Il est depuis quelques jours en pourparlers avec le directeur de l’Opéra. Mais on m’assure que ce dernier hésite à conclure l’engagement à cause « du passé politique » de M. Michot.
Si le fait est vrai, M. Halanzier ferait preuve cette fois d’une pusillanimité que je n’hésiterais pas à qualifier de coupable. La vie privée est chose absolument indépendante de la vie artistique et le directeur de l’Opéra n’a ici qu’un droit, c’est de chercher à savoir si M. Michot a du talent ou s’il n’en a pas. Le reste n’est pas son affaire.
Autrement, si son système prévalait, je me demande où il nous mènerait.
À entendre par exemple M. Dugué de la Fauconnerie [un député bonapartiste siégeant à l’extrême-droite] chanter Faust et à voir M. Rouher [ancien premier ministre de l’Empire] danser le ballet de Coppélia, tous prétexte que ces messieurs sont des amis de l’ordre.
J’aime à croire que M. Halanzier reviendra sur ses « craintes politiques » et qu’il nous permettra, en ce temps où les artistes de valeur sont plus que rares, d’aller prochainement applaudir la rentrée de M. Michot à l’Opéra National.
Lequel, soit rappelé en passant, est subventionne par l’Etat, c’est-à-dire par tout le monde.
Il a « bénéficié » d’une ordonnance de non-lieu. Et en effet, il semble que, libéré, il est engagé pour chanter Le Trouvère à l’Opéra. Sauf que… cette nouvelle soulève ce qu’il faut bien appeler une campagne de presse. Après laquelle, le directeur a été averti que ses représentations risquaient d’être chahutées, certains journaux disent même que les autres artistes de l’Opéra ne voulaient pas travailler avec lui. Et vive la « liberté » de la presse! Il chante à Toulouse en janvier, y est applaudi puis — le temps d’une campagne de presse — sifflé. De même à Marseille. Le Rappel reparaît le 1er mars 1872, à temps pour nous donner le 11 des informations raisonnables:
Le fils de M. Michot nous adresse une lettre dans laquelle il proteste avec raison contre la malveillance (soyons parlementaire) des journaux royalistes, à l’égard de son père.
Il nous donne sur la valeur de certains siffleurs de Marseille, des détails que nous n’osons publier, à cause de leur crudité et qui prouvent bien que les amis de l’ordre sont décidément les personnes les plus distinguées du monde.
Il termine par cette question qui me parait indiscrète par le temps qui court.
— N’a-t-on plus le droit d’être artiste quand on est républicain ?
Question si téméraire que je demande à ajourner ma réponse à la levée de l’état de siège.
┄┄┄┄┄┄┄┄┄┄
TRAVAIL À RÉALISER >> Recopiez sans la moindre modification le passage de l'extrait qui va de « Il nous donne » à « l’état de siège. ». Les lignes placées après l'extrait proviennent d'une autre source.

Données d'ancrage de phrases
┄┄┄┄┄┄┄┄┄┄
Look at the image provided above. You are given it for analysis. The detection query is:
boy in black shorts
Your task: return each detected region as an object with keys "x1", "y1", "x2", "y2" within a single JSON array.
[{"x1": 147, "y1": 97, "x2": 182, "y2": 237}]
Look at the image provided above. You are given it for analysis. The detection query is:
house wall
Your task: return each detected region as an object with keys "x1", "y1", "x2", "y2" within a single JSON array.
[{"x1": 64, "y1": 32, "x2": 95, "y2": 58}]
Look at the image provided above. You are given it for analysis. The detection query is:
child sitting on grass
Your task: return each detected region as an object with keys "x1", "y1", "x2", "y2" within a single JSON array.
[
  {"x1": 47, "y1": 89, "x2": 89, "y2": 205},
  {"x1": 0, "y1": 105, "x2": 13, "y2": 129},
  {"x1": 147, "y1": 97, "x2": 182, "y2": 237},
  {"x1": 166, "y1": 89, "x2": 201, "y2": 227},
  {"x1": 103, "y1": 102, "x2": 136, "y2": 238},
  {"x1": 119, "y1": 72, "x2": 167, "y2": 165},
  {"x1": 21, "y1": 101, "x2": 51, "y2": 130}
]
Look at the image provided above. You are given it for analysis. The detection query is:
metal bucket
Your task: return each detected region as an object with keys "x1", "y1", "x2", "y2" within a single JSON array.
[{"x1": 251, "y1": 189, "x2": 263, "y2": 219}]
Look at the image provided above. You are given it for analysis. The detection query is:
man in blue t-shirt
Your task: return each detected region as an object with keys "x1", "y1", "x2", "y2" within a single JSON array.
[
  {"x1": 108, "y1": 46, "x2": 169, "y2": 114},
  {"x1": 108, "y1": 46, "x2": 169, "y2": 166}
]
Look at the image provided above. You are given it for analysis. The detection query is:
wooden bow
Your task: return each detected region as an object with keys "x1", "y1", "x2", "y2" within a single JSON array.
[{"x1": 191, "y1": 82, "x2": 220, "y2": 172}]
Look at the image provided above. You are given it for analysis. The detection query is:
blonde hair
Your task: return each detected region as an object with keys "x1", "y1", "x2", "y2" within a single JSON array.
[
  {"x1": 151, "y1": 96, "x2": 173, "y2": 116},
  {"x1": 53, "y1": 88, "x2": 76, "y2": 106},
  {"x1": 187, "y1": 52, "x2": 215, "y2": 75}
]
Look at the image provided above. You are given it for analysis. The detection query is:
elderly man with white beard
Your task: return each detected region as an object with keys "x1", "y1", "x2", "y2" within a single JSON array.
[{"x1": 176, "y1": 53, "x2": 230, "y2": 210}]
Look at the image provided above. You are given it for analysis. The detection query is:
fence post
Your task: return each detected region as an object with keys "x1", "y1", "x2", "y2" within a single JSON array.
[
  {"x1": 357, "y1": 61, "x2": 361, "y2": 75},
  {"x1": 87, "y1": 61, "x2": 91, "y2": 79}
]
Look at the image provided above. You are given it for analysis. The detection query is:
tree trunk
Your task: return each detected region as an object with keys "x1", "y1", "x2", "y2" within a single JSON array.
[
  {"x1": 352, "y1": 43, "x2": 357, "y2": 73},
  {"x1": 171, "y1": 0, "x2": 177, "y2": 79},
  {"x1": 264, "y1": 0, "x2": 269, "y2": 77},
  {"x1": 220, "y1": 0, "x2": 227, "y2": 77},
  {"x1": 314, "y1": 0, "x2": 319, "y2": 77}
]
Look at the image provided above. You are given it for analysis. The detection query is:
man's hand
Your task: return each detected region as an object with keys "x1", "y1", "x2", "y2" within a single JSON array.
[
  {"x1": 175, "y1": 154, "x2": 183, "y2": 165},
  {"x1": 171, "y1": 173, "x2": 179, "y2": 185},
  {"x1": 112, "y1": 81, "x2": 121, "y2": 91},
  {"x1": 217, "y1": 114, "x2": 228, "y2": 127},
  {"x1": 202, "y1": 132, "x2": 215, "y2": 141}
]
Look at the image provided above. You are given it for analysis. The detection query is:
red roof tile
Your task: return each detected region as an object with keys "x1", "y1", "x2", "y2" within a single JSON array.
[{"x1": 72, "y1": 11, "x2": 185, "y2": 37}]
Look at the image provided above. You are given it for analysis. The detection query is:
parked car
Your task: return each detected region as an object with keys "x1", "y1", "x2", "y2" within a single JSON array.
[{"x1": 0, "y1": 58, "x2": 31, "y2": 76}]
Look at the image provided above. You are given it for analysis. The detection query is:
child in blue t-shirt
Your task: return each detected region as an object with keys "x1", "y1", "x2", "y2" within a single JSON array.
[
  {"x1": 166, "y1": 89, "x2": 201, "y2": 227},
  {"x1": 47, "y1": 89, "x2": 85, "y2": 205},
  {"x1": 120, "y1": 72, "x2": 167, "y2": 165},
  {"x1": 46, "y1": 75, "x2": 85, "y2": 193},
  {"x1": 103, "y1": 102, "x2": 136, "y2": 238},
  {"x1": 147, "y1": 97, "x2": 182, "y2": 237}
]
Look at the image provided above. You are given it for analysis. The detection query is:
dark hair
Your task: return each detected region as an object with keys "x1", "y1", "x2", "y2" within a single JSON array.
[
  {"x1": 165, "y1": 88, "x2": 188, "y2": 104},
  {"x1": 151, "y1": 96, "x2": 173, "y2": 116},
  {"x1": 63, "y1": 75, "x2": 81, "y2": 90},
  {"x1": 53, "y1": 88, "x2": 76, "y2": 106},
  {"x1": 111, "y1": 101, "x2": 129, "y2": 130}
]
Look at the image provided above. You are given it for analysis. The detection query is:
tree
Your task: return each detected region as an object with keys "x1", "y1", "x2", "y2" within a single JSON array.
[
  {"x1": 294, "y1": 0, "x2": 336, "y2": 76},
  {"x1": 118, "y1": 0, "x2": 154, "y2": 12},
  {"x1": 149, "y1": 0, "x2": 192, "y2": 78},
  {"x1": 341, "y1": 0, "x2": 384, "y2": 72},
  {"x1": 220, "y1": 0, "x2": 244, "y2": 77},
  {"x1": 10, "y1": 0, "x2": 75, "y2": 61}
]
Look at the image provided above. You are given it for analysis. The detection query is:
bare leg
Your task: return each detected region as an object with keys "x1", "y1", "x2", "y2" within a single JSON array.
┄┄┄┄┄┄┄┄┄┄
RÉSULTAT OBTENU >>
Il nous donne sur la valeur de certains siffleurs de Marseille, des détails que nous n’osons publier, à cause de leur crudité et qui prouvent bien que les amis de l’ordre sont décidément les personnes les plus distinguées du monde.
Il termine par cette question qui me parait indiscrète par le temps qui court.
— N’a-t-on plus le droit d’être artiste quand on est républicain ?
Question si téméraire que je demande à ajourner ma réponse à la levée de l’état de siège.